**Given instruction:** Convert only the lines below that run from the line with "the black window" through the line with "the sky -> one" into a JSON list, with one string per line. Leave out any blank lines.

___

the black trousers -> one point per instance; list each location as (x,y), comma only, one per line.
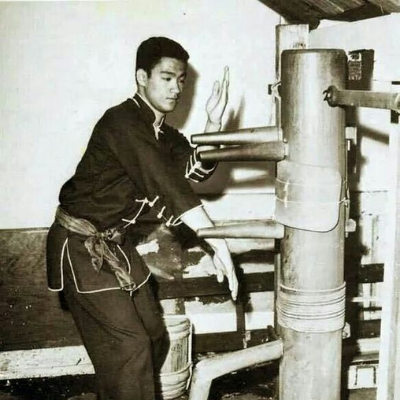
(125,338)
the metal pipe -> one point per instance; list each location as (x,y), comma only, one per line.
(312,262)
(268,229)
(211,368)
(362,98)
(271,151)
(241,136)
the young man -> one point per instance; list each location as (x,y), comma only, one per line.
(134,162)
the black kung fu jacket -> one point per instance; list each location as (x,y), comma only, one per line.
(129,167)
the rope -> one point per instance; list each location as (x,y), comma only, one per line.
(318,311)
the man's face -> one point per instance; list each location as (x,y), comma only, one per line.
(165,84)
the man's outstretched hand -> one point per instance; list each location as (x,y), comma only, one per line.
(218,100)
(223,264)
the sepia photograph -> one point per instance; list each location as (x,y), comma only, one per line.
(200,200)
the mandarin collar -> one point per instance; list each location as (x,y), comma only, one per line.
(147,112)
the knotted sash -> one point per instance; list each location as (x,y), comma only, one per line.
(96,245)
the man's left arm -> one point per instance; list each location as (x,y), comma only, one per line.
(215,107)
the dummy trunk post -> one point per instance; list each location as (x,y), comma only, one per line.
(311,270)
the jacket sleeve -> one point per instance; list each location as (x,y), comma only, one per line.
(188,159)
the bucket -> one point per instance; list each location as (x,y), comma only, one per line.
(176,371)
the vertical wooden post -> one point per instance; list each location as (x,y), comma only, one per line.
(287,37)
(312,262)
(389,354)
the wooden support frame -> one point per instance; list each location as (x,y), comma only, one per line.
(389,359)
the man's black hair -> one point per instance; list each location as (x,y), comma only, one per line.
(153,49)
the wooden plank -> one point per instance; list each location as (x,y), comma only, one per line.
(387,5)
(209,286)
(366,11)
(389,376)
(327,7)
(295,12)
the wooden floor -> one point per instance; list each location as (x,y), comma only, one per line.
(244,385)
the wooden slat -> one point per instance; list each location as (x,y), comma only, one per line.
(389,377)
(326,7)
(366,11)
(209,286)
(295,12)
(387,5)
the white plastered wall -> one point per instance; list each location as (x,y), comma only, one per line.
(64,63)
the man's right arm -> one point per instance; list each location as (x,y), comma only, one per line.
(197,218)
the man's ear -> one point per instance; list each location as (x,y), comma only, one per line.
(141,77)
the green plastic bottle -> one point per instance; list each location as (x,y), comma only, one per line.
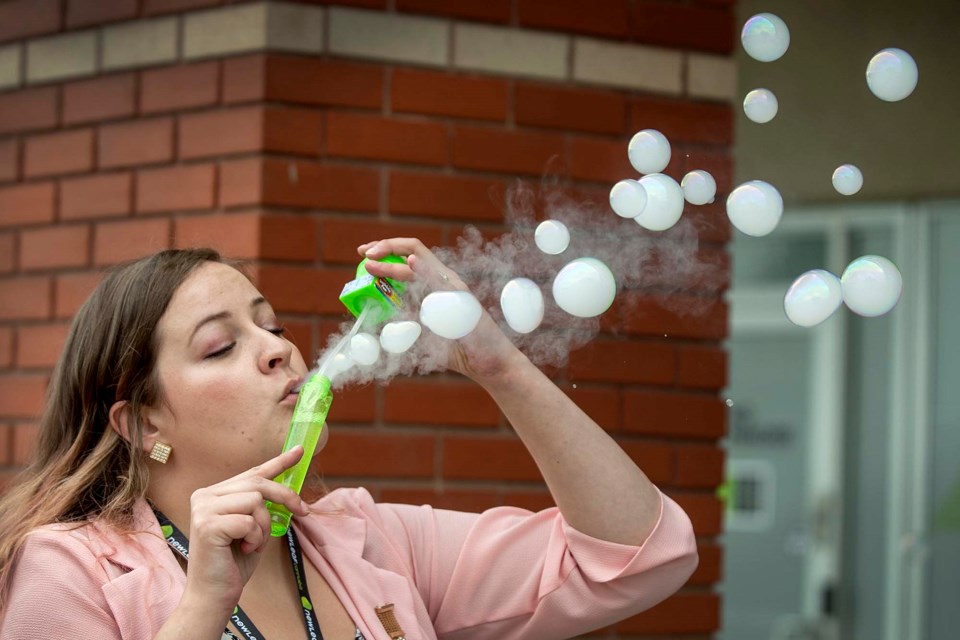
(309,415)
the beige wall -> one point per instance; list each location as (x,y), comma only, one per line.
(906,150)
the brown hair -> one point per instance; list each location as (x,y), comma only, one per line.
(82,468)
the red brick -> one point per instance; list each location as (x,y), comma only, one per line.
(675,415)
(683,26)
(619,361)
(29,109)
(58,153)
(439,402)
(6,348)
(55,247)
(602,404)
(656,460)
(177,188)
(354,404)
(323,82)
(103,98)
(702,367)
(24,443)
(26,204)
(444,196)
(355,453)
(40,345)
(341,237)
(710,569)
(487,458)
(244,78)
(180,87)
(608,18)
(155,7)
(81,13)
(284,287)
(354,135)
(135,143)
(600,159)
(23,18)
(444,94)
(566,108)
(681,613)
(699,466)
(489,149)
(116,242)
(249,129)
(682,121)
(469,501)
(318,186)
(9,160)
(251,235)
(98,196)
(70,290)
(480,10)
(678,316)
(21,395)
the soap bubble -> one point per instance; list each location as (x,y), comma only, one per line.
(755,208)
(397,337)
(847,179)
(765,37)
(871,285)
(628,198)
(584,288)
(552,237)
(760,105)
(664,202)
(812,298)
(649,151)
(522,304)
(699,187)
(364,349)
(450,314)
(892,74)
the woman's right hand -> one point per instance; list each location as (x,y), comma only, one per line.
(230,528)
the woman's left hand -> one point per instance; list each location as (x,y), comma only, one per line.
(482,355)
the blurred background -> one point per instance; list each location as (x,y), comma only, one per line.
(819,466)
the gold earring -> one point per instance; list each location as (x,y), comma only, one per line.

___

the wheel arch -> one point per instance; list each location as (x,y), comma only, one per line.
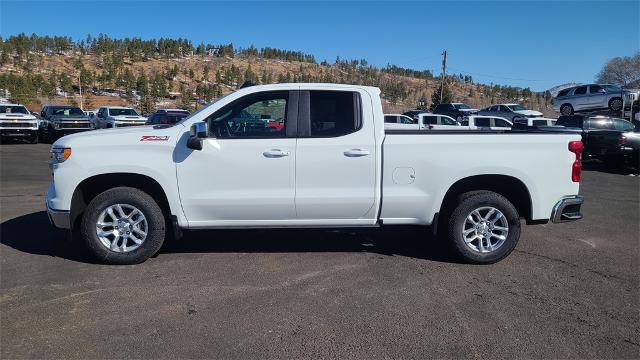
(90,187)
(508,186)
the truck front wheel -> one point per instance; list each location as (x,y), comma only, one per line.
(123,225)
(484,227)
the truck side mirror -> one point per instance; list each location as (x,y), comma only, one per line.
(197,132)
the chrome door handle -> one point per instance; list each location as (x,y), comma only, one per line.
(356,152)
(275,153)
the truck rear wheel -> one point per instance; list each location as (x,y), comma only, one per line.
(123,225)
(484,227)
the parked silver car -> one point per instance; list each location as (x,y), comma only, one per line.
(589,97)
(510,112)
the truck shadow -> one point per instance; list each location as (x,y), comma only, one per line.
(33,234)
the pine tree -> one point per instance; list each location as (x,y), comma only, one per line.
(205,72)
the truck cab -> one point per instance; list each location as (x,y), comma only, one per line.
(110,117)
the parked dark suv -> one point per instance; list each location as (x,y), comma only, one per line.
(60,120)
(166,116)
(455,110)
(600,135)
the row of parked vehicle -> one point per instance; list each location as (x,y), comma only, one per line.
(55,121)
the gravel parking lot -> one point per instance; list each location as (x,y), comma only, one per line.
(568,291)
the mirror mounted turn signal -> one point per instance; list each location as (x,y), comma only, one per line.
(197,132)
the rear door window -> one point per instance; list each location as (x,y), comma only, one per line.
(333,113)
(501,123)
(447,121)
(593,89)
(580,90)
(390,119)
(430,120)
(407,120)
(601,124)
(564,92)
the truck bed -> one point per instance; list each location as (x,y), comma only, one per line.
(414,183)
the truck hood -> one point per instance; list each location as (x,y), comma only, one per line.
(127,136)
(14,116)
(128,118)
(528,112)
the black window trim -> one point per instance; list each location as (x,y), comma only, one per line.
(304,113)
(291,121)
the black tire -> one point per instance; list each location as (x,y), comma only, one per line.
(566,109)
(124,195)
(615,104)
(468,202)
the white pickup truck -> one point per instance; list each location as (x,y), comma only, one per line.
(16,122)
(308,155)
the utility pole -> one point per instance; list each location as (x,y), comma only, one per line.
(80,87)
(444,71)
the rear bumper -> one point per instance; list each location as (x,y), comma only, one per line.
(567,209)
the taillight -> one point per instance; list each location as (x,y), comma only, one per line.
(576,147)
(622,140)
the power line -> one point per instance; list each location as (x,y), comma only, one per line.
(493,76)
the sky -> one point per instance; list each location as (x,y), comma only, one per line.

___

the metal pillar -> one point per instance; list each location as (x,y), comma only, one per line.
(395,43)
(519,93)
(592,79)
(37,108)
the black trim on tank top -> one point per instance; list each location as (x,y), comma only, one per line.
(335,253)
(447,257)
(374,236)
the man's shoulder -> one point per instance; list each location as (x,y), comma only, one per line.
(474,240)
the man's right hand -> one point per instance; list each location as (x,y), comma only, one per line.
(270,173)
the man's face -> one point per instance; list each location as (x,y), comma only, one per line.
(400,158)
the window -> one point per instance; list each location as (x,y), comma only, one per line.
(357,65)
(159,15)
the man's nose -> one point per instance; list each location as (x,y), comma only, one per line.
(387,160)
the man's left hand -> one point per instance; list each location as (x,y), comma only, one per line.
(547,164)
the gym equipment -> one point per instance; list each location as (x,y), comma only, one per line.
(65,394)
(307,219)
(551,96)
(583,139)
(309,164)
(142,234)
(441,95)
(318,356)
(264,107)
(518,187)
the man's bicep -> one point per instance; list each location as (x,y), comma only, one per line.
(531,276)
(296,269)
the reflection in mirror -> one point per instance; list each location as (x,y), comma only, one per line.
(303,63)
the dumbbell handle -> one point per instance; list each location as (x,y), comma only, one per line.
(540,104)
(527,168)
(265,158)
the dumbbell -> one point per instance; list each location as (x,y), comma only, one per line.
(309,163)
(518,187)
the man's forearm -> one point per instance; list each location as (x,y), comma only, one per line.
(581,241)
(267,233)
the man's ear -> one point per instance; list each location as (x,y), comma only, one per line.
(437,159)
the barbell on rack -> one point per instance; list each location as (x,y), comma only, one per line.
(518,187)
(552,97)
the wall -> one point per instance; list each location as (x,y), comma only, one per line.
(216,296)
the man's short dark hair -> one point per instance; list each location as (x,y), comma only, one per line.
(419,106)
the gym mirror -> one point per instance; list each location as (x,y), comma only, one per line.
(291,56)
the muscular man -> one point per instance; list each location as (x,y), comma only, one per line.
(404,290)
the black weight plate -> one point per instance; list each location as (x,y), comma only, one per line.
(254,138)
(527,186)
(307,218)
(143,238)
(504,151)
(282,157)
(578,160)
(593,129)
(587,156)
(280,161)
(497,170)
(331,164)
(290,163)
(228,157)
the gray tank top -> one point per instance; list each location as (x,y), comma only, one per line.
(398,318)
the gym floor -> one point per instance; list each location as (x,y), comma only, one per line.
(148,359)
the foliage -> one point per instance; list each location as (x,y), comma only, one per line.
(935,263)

___

**Response:**
[
  "the black window trim -> one point per instance; list each location as (x,y), comma only, one per line.",
  "(304,113)",
  "(291,121)",
  "the black tire -> one point per instance; list each location as (x,y), comma only, one per line.",
  "(566,109)",
  "(124,195)",
  "(615,104)",
  "(468,202)",
  "the white pickup truck -> one point per instance; list each location as (x,y), comma only, one per line.",
  "(16,122)",
  "(308,155)",
  "the utility pole -> one point per instance; list each location as (x,y), comma only, one per line.",
  "(80,87)",
  "(444,71)",
  "the rear bumper -> one point per instance; list each location as (x,y), comma only, one per line.",
  "(567,209)",
  "the taillight -> one point per instance; list each location as (x,y), comma only, one per line.",
  "(576,147)",
  "(622,140)",
  "the power line -> one point per instance; list each location as (x,y), comma only, one per line.",
  "(493,76)",
  "the sky -> one point per instance; list each location as (x,y), comma only, one per line."
]